● Exercise details
Arrange every line of the entries below as a Markdown table with the columns "Row" and "Line," numbering the rows and omitting blank lines. Leave the pictures out.

Source data
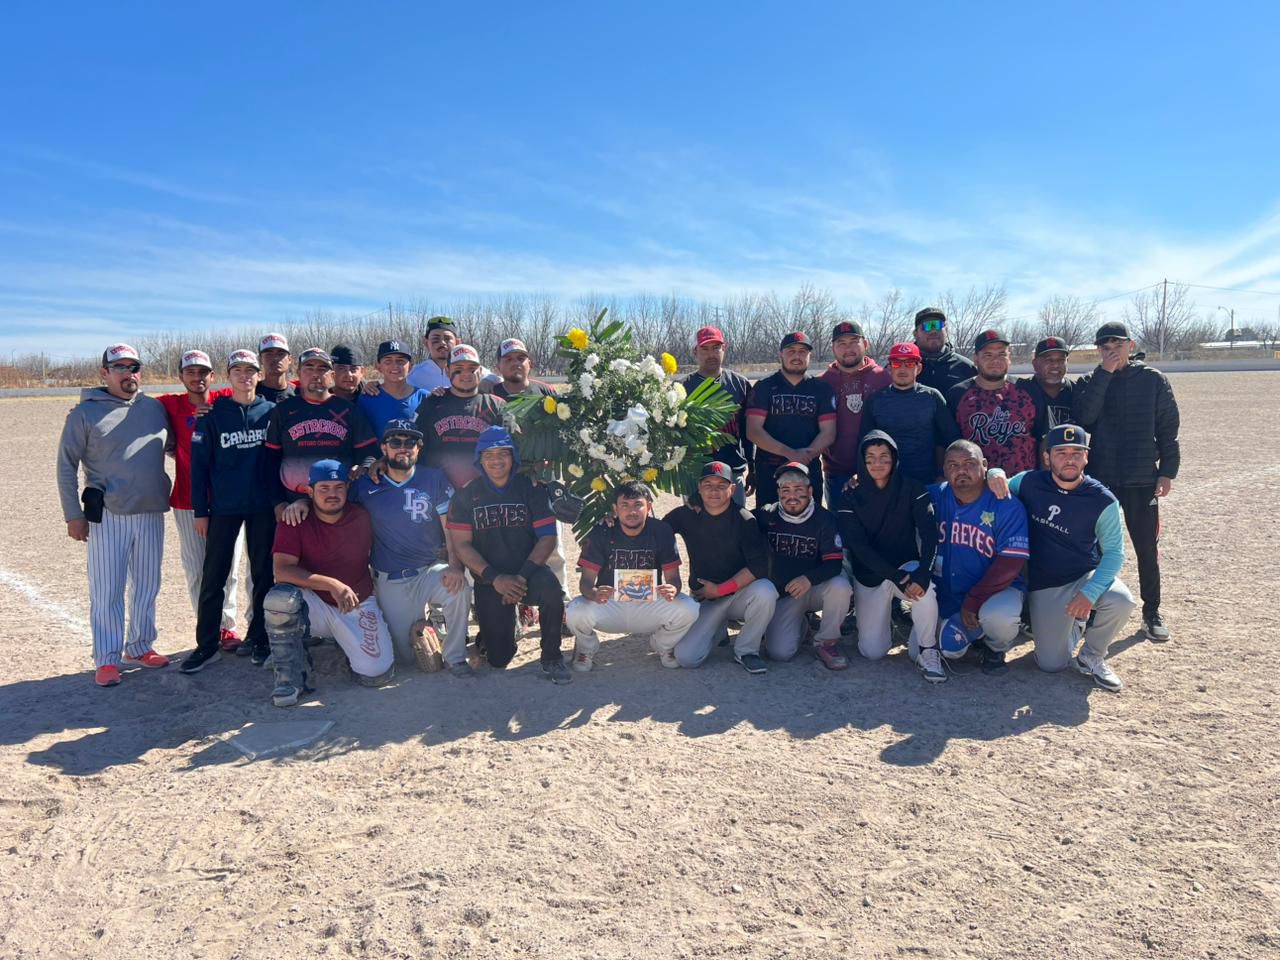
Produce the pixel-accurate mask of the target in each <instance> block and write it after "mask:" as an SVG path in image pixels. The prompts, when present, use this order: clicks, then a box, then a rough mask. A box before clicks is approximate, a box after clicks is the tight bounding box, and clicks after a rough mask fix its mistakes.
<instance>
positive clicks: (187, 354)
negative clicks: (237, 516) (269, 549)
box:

● Exercise response
| Row | Line |
|---|---|
| 1 | Produce the pixel-accurate mask of the target in each <instance> block and write it after "mask:" as an SVG path in image pixels. The prompts, when present, use this order: clicks, then a box, then a rough mask. A box before clicks is approximate, a box after clicks is the tight bounding box, and clicks after a rough mask fix its mistakes. |
| 2 | <instance> |
| 3 | positive clicks: (187, 354) |
| 4 | negative clicks: (237, 516) (269, 549) |
| 5 | box: |